Testo selezionato:

=======

Non si smentisce mai. Istrionico, disponibile, vulcanico, mai banale, assolutamente diretto. Luca de Meo, il bocconiano milanese di orgogliose origini pugliesi che governa con il sorriso il volto scoperto della luna francese dell’auto, quello di Renault, si può definire lo specialista dei grandi rilanci. Richiamato a gran voce sul luogo dell’esordio, porta in dote il suo tocco magico, visto che ha partecipato ai trionfi di Toyota Yaris, Lancia Yspilon e soprattutto Fiat 500, quando venne nominato a capo della squadra marketing del Lingotto dal compianto Sergio Marchionne, prima di accettare la corte del gruppo Volkswagen dove ha posto le basi del definitivo decollo dell’Audi e poi della rinascita di Seat, prima della “genialata” Cupra. A Renault non poteva dire di no, nonostante la situazione difficile in cui si trovava il costruttore della Losanga dopo la fuga di Carlos Ghosn, il difficile rapporto con i giapponesi di Nissan e i fragili equilibri con il Governo francese che aveva appena restituito al mittente l’ipotesi di accordo con FCA.

=======

Materiale fornito:

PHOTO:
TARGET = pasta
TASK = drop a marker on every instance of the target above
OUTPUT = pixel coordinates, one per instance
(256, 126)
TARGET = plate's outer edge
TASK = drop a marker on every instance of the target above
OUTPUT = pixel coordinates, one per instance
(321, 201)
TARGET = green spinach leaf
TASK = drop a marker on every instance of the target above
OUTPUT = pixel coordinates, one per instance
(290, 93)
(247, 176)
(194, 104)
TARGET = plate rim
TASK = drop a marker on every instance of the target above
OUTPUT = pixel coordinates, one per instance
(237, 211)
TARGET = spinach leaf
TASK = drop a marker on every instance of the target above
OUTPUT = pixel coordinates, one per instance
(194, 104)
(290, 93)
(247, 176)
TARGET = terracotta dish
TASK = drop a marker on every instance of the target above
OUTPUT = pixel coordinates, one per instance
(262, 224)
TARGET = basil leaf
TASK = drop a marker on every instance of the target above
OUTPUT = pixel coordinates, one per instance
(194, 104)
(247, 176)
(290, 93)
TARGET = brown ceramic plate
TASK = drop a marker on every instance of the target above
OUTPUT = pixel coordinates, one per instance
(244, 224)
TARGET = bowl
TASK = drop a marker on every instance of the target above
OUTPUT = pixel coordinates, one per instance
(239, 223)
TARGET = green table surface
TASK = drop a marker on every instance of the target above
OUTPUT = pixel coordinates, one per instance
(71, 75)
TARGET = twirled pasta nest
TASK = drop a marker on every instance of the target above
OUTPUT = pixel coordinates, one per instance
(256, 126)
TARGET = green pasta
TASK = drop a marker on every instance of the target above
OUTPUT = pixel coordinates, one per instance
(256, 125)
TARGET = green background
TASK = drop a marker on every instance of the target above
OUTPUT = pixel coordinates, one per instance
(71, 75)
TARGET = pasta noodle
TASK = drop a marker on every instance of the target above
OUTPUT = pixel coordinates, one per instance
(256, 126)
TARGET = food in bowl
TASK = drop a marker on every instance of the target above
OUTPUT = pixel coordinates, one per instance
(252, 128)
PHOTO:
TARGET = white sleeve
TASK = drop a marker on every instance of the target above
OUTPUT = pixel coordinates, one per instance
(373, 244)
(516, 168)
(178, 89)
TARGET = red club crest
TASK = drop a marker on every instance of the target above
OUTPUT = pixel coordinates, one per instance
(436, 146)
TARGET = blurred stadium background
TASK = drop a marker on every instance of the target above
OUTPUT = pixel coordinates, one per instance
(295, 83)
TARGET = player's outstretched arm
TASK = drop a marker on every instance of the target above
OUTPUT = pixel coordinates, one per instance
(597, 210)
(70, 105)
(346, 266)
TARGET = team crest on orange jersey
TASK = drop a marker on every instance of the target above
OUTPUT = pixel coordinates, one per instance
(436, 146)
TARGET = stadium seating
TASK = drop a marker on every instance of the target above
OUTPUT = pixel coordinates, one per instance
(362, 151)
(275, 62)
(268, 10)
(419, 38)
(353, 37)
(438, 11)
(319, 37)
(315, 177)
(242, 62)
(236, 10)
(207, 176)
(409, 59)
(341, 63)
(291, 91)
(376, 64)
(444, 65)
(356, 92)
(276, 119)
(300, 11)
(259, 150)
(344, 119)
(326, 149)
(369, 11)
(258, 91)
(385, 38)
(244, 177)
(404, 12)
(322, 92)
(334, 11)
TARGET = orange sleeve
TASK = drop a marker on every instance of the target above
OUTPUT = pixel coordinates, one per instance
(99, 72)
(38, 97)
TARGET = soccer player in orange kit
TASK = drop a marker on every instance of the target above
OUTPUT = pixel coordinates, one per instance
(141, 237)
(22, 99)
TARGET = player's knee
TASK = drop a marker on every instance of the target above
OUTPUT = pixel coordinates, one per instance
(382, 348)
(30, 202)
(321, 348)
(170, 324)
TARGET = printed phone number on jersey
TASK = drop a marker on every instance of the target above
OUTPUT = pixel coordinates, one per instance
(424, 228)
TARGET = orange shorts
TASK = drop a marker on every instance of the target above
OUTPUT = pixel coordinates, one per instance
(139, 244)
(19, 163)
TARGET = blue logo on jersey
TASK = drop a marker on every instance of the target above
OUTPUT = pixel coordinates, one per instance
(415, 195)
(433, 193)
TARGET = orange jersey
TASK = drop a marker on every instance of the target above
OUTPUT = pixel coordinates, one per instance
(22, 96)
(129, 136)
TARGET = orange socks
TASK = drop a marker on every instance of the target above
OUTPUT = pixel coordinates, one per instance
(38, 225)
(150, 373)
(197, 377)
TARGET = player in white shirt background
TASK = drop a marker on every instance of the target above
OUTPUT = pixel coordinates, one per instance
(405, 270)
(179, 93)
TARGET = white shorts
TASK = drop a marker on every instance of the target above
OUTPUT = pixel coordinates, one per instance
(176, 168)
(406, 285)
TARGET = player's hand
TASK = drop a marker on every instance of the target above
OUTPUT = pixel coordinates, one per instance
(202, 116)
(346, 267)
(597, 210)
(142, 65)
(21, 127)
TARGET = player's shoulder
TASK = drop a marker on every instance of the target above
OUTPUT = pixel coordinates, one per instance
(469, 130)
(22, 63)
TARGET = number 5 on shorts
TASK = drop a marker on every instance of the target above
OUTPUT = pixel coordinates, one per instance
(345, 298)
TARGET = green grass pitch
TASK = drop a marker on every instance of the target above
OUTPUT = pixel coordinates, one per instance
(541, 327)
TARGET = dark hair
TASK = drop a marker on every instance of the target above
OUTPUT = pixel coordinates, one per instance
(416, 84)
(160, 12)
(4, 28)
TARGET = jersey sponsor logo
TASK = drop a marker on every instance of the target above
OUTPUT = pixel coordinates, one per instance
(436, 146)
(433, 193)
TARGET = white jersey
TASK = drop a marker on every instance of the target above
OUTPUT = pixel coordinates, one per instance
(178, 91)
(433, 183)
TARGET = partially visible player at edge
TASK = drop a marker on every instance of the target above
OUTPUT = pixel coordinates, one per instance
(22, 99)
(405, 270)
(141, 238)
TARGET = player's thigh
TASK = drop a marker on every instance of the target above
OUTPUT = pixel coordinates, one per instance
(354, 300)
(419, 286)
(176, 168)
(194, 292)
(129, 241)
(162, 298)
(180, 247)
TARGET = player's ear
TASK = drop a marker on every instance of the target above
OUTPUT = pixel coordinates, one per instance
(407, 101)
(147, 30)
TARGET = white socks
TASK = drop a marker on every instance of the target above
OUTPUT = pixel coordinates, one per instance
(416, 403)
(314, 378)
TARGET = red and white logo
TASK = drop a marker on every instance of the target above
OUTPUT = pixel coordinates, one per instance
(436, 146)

=======

Cosa fare:
• a. In base al testo su Luca de Meo, spiega in una o due frasi perché si dice che porta in dote il suo tocco magico.
• b. Tra le righe fornite, individua e trascrivi tutte quelle che contengono la stringa "background", tenendo conto di maiuscole e minuscole.

Risposte complete:
• a. Porta in dote il suo tocco magico perché ha partecipato ai trionfi di Toyota Yaris, Lancia e soprattutto Fiat 500. Inoltre, nel gruppo Volkswagen ha posto le basi del decollo dell'Audi e della rinascita di Seat.

• b.
TARGET = green background
TARGET = blurred stadium background
TARGET = player in white shirt background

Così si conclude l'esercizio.